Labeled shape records
+++++
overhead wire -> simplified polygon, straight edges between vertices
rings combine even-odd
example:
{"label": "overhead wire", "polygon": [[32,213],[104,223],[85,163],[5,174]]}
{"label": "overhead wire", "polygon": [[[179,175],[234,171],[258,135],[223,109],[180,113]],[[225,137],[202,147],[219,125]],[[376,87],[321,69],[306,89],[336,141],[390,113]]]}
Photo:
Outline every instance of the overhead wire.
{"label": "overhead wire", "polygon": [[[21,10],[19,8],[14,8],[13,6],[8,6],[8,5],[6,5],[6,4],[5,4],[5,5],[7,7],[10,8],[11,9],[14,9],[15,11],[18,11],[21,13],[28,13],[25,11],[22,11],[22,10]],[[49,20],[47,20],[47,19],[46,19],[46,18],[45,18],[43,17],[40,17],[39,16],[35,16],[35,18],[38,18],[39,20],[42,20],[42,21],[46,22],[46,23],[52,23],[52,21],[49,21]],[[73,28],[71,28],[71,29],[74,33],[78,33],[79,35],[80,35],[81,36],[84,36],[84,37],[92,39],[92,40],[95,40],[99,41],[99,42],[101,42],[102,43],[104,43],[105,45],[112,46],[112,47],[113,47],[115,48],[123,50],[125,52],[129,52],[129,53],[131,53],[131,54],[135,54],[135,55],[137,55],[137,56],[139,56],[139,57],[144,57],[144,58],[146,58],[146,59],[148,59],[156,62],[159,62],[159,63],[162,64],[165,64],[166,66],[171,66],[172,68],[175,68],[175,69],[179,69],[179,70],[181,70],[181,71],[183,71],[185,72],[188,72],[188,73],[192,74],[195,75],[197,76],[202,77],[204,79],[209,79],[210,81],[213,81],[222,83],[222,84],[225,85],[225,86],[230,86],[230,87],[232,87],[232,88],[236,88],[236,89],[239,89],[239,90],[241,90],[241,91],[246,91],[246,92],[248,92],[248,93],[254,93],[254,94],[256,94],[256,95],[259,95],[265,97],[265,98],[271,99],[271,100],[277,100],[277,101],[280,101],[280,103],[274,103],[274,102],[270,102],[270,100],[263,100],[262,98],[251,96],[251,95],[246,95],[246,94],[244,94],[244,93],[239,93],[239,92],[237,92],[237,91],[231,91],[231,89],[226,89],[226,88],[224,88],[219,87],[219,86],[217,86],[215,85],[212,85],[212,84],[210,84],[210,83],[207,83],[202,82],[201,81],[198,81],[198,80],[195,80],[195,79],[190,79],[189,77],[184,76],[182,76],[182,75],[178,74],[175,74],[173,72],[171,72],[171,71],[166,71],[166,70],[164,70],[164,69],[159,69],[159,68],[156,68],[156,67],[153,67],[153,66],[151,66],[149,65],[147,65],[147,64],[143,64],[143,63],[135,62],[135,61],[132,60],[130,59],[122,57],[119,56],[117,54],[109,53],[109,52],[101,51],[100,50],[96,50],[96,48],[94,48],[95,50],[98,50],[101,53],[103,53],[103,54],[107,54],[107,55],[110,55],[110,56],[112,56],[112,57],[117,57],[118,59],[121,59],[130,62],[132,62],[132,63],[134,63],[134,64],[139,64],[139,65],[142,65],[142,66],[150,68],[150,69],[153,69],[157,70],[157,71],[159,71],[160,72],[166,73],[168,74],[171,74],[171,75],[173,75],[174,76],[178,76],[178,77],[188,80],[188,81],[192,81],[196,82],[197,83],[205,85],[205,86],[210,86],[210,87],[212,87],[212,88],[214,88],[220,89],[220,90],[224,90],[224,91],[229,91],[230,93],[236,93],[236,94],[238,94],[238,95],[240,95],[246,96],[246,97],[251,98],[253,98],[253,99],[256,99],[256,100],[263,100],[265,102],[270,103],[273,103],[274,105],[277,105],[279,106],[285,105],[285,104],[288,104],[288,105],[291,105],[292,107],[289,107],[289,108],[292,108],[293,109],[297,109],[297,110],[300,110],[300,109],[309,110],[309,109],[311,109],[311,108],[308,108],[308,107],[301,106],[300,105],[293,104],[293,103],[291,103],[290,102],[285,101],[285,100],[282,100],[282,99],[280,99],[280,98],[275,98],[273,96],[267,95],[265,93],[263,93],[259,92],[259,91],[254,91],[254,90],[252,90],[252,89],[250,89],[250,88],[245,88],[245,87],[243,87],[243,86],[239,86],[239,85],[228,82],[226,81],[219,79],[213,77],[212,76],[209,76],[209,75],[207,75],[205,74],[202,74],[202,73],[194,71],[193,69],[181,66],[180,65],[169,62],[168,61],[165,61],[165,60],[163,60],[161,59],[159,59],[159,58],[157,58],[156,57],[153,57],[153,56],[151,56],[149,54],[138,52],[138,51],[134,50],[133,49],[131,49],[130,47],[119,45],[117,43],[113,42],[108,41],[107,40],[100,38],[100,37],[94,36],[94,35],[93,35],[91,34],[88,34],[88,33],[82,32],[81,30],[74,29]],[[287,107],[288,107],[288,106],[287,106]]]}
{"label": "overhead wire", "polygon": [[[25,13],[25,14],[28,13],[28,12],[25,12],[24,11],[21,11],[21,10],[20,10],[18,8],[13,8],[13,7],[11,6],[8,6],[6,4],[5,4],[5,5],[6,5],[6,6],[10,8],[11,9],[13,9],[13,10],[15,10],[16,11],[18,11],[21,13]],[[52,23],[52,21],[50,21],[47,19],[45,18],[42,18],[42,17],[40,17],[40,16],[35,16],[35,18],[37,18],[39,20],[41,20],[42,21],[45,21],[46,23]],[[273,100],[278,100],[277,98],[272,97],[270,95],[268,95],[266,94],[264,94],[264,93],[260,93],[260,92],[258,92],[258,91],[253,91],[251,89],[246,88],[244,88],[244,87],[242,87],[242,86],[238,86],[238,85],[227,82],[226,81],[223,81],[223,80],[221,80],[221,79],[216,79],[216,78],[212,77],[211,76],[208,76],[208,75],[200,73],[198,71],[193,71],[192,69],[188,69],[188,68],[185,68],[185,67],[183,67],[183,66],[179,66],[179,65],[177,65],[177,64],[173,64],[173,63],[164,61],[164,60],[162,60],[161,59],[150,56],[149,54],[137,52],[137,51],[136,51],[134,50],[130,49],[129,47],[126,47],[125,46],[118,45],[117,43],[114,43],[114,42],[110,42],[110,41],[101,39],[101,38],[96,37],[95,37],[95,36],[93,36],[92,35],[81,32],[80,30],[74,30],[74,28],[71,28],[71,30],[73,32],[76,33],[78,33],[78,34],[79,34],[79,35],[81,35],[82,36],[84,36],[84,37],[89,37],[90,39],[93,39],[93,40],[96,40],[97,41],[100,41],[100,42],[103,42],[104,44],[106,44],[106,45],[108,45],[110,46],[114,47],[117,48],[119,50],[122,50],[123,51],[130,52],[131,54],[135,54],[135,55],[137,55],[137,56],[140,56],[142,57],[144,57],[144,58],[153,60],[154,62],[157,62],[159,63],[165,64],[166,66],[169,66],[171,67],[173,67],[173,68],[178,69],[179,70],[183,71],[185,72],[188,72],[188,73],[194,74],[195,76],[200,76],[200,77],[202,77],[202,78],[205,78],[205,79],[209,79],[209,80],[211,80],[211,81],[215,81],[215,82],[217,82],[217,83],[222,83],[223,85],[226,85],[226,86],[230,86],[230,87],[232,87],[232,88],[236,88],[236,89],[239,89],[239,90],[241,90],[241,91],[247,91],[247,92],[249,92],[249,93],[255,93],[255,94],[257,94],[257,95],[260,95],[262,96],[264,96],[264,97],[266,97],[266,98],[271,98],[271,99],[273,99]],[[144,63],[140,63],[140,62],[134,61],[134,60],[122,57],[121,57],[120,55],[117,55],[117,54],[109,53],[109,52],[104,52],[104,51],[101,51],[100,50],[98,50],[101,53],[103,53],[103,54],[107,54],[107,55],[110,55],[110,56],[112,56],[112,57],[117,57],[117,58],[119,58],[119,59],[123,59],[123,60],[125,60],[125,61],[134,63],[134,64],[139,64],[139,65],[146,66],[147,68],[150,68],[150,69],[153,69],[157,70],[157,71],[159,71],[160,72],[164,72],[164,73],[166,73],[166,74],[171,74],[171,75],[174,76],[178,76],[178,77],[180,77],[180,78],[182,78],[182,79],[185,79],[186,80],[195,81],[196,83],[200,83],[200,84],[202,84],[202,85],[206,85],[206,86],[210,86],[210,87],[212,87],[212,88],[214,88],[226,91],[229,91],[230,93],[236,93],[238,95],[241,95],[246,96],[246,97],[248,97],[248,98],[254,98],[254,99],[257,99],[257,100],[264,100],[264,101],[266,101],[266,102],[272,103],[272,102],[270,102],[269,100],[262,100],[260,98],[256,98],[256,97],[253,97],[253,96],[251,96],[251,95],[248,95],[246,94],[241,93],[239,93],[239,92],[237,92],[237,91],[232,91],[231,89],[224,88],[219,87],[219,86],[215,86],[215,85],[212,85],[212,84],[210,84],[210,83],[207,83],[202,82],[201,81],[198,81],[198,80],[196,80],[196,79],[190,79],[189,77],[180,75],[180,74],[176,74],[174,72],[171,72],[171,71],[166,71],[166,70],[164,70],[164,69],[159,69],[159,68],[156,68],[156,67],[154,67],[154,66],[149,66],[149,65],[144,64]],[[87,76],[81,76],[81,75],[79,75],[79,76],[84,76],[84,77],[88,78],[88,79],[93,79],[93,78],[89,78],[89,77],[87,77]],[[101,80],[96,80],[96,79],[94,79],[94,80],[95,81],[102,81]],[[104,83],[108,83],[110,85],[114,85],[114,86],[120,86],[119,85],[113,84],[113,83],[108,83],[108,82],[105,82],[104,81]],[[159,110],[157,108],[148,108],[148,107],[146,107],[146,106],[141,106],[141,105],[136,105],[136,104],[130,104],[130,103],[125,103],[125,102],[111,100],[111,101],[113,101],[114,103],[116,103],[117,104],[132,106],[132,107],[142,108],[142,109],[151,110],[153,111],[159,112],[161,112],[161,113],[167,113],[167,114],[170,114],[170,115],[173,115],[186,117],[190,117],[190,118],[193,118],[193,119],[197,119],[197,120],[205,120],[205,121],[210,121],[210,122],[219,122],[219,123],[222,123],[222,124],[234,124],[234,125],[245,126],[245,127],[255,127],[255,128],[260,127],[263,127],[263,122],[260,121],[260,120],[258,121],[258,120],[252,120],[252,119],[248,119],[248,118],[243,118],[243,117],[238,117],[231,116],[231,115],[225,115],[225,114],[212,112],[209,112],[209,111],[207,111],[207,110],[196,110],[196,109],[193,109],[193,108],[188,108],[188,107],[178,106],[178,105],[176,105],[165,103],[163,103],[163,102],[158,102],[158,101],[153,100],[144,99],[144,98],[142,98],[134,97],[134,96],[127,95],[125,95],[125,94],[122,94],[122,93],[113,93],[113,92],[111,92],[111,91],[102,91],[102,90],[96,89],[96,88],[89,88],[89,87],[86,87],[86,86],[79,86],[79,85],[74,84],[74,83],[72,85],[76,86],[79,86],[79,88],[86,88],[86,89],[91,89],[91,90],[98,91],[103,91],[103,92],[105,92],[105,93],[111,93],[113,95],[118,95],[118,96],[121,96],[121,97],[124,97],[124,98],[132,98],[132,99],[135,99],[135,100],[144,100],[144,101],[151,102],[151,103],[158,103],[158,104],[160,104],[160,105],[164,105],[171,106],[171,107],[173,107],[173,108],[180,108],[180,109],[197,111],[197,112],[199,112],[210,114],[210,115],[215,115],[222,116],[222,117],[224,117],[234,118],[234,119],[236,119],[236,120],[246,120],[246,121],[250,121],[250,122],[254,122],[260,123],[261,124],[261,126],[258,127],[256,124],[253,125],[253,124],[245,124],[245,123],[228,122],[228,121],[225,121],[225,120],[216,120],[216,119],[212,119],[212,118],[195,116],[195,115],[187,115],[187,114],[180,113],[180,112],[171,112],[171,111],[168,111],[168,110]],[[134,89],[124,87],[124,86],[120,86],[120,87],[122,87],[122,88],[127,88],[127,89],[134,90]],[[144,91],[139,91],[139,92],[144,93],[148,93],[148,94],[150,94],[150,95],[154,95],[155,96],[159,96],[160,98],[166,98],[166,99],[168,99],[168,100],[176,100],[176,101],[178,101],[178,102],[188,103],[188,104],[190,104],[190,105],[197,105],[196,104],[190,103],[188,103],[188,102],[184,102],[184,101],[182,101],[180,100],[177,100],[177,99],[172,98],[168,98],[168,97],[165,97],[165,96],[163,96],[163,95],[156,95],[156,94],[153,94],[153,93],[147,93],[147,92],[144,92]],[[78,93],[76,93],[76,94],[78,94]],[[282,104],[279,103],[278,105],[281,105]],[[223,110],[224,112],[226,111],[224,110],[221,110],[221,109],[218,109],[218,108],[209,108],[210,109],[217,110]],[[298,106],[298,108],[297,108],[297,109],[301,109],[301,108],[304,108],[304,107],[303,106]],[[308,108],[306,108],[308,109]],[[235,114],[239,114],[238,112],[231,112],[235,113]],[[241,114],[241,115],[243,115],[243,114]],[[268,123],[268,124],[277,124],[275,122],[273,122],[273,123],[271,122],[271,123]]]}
+++++
• [Problem details]: Copy out the lines word for word, from the first line down through the line containing "Outline every instance of the overhead wire.", including both.

• [Answer for the task]:
overhead wire -> simplified polygon, straight edges between vertices
rings combine even-odd
example:
{"label": "overhead wire", "polygon": [[32,213],[104,223],[85,163],[5,174]]}
{"label": "overhead wire", "polygon": [[[179,175],[234,171],[258,135],[223,109],[180,113]],[[225,137],[202,147],[219,125]],[[376,87],[321,69],[306,89],[336,141],[390,113]]]}
Photo:
Outline every instance of the overhead wire.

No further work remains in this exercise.